▶ **What you need to do**
Please arrange the lines from the one containing "Return the segmentation of every instance of the rock" through the one containing "[(239, 146), (312, 147), (312, 58), (285, 83), (283, 94)]", inclusive, as a JSON list of strings with one string per line and no blank lines.

▶ **Extracted information**

....

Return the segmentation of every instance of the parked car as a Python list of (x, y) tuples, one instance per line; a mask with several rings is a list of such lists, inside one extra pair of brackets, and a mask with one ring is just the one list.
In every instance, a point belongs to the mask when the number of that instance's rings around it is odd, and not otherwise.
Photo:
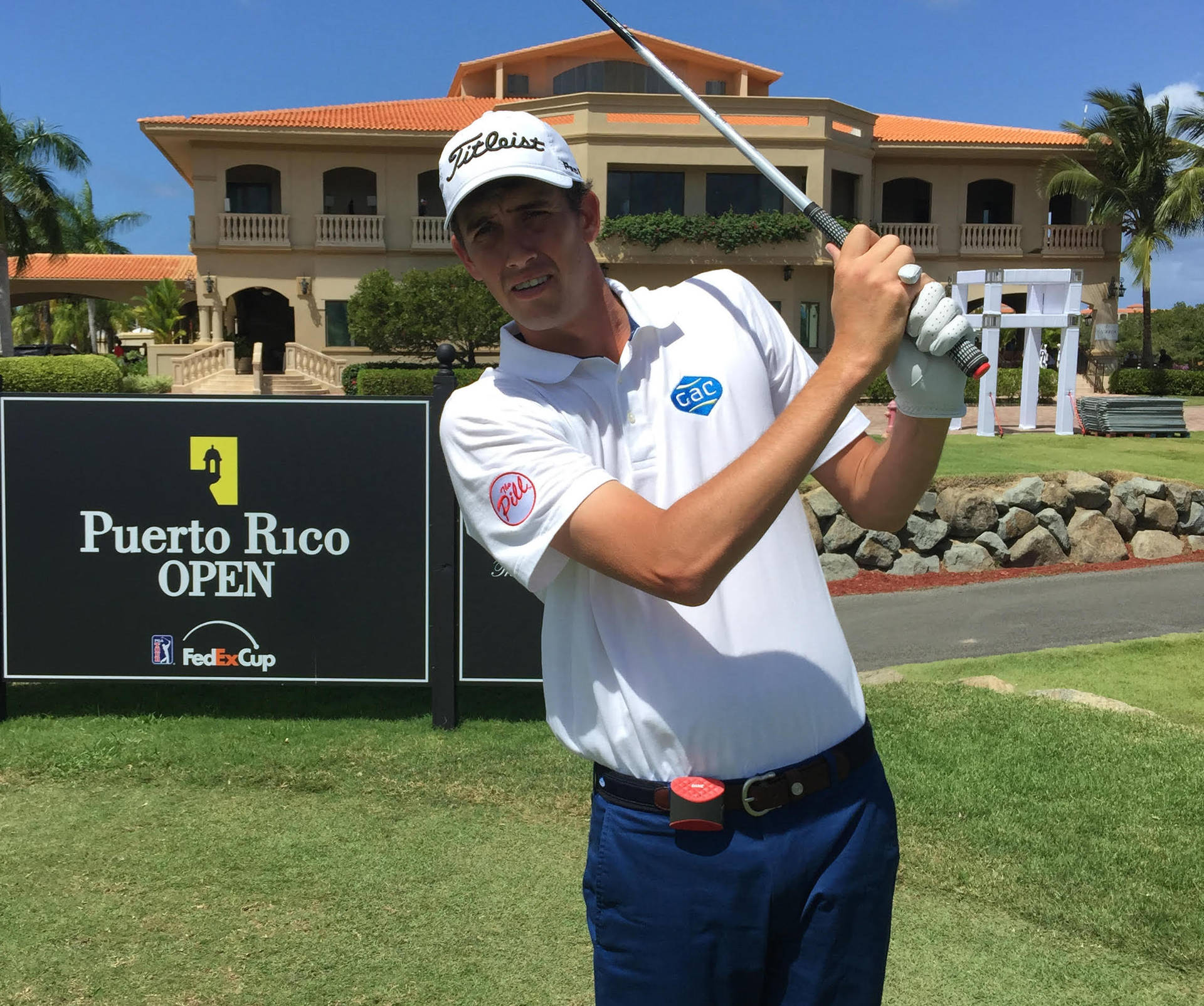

....

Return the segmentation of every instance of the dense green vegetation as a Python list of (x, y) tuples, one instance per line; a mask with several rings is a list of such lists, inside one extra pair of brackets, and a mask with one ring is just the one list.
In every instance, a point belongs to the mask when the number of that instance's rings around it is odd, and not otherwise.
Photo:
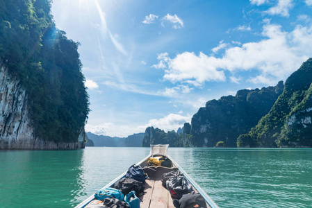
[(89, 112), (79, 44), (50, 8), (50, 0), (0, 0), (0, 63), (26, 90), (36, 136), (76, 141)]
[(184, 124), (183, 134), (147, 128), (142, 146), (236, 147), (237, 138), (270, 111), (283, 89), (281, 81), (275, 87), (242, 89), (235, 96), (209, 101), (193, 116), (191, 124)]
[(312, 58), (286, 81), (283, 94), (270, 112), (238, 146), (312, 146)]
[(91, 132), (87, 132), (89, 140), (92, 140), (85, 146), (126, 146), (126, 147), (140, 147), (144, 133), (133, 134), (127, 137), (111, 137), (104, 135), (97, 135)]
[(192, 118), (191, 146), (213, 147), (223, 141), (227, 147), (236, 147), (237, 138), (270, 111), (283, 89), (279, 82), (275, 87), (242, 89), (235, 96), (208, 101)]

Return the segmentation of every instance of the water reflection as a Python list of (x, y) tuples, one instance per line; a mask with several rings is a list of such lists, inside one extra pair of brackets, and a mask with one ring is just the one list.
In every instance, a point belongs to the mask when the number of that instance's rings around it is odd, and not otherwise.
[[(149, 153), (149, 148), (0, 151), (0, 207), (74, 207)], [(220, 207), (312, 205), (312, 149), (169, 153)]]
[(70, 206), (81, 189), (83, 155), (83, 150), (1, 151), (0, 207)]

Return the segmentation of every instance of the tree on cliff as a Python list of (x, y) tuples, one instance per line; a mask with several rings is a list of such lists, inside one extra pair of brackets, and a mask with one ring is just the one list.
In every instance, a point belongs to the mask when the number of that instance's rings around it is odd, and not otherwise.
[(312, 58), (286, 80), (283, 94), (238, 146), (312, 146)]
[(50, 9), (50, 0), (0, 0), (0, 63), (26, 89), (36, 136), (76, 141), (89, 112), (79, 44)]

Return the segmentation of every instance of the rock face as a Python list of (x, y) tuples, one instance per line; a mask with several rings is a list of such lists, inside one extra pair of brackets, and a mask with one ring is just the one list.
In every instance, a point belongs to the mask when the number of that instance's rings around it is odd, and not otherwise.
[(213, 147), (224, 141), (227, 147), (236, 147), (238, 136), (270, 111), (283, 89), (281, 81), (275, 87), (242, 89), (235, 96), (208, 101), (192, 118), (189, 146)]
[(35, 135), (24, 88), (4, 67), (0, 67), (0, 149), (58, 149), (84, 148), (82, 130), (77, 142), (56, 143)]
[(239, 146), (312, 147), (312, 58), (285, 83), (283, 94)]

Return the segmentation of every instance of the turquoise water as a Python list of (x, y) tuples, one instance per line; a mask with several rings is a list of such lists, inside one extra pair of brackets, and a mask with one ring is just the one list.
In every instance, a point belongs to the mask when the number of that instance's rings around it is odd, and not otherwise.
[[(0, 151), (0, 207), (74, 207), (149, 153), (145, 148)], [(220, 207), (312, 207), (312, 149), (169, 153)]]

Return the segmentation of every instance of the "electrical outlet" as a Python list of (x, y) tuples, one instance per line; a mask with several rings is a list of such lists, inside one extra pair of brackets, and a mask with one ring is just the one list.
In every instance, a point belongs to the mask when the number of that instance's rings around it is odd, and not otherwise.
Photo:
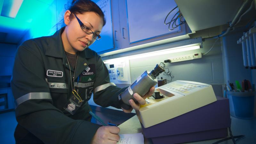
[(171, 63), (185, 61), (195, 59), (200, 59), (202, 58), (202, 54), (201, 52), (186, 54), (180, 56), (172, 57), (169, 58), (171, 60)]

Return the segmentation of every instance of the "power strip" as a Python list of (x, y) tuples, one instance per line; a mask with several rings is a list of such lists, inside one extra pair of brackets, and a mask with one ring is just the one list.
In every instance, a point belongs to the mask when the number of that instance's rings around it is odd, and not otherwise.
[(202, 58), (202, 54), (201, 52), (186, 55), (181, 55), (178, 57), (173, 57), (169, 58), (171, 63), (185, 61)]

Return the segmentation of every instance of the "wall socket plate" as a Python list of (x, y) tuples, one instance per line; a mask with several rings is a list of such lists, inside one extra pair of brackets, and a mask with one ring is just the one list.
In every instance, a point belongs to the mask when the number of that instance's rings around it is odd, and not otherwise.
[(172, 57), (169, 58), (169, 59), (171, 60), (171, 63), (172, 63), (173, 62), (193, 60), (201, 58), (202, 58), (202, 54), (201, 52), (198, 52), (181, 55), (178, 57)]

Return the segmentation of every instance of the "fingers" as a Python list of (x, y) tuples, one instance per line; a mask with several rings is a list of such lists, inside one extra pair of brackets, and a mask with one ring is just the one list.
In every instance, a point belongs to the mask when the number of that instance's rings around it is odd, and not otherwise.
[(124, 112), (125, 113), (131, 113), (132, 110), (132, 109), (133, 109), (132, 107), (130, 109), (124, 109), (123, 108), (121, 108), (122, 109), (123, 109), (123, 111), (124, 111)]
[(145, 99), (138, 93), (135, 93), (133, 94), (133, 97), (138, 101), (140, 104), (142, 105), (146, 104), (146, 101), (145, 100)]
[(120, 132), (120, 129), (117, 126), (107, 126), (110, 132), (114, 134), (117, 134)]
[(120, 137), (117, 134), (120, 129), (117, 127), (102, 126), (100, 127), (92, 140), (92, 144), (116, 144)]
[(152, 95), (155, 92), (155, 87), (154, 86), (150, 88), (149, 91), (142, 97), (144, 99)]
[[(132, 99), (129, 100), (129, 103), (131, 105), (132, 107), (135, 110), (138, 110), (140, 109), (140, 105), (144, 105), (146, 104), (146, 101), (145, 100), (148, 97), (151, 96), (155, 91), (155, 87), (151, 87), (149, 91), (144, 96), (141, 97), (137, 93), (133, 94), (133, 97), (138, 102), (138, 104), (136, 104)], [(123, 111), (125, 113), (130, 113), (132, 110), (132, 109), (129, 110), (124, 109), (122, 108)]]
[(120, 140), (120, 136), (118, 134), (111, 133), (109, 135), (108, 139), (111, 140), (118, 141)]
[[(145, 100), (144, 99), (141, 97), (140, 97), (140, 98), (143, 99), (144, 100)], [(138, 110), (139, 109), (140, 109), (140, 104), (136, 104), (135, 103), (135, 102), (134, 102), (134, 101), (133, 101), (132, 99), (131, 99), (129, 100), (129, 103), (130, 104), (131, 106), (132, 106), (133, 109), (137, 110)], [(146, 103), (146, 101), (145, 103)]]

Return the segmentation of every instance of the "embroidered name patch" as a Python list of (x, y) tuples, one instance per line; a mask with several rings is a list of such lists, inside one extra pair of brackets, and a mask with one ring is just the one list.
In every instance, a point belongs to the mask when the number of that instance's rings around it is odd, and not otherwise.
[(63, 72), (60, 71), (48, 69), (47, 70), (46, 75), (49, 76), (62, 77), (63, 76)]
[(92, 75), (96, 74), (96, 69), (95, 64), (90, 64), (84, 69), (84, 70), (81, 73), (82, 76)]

....

▶ **Output for this task**
[
  "Return the segmentation of every instance of the rock face as a Python list of (x, y) tuples, one instance per line; a mask with several rings is a list of such lists, inside one extra pair of brackets, and a mask with one ring is just the one list.",
  "In every instance, a point belongs to the mask when the number of that instance's rings around it is odd, and not otherwise.",
  "[(213, 147), (224, 141), (227, 147), (236, 147), (238, 136), (270, 111), (283, 89), (281, 81), (275, 87), (242, 89), (235, 96), (208, 101), (192, 118), (189, 146)]",
  "[(35, 135), (24, 88), (4, 67), (0, 67), (0, 149), (58, 149), (84, 148), (82, 130), (77, 142), (56, 143)]",
  "[(239, 146), (312, 147), (312, 58), (285, 83), (283, 94)]"
]